Task directions: Skipping each picture, output the entries exactly as they stand below.

—————

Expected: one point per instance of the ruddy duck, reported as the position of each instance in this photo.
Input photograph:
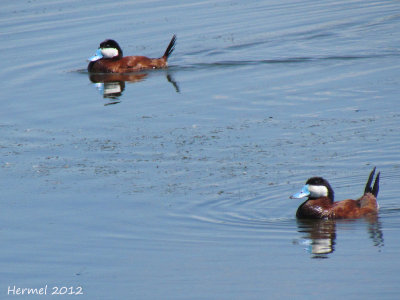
(109, 59)
(320, 203)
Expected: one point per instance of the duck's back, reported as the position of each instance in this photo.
(127, 64)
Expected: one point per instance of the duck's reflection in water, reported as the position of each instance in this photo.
(319, 236)
(112, 86)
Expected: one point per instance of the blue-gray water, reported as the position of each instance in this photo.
(179, 188)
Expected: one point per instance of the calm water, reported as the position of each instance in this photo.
(175, 184)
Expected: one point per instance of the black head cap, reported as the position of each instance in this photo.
(319, 181)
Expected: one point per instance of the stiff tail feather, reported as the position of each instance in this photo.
(170, 48)
(375, 188)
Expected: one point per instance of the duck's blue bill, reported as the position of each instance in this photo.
(302, 194)
(96, 56)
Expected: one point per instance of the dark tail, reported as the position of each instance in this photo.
(170, 48)
(375, 189)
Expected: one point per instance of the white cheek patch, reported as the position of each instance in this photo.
(317, 191)
(109, 52)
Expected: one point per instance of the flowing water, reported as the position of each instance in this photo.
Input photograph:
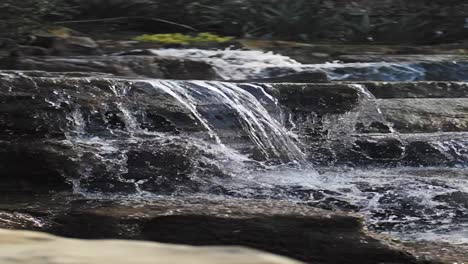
(244, 65)
(244, 132)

—————

Exercise response:
Expected: one point per instance of the ruddy duck, reported as the position of each instance in this photo.
Input photograph:
(109, 59)
(320, 203)
Expected: one point per instance of the duck's back, reported as the position of each instance in this photo.
(127, 64)
Expected: one point per instance of the duck's reflection in water, reported as the position of each instance in this photo.
(319, 236)
(112, 86)
Expected: one point per instance of the blue-gray water, reported as the position of each instance in this photo.
(179, 188)
Expected: one point per instance of the calm water, reported as the position of each instance in this photo.
(175, 184)
Expected: one point per instance of the black head cap, reported as the position of each instance in this photo.
(319, 181)
Expected: one point per instance of the stiff tail feather, reported as the position of each instance in this photo.
(170, 48)
(375, 188)
Expected: one point per instance of the duck's blue bill, reported as the position of each instance in this photo.
(302, 194)
(96, 56)
Expected: one point per instance of the dark tail, reported as the position of each instance in this photo.
(170, 48)
(375, 189)
Expected: one point per instance of the white cheek patch, reported as the position of each instance in this photo.
(317, 191)
(109, 52)
Expected: one point per instance of the flowing water, reported as the position of each instance in this photo.
Input photograph:
(244, 65)
(244, 132)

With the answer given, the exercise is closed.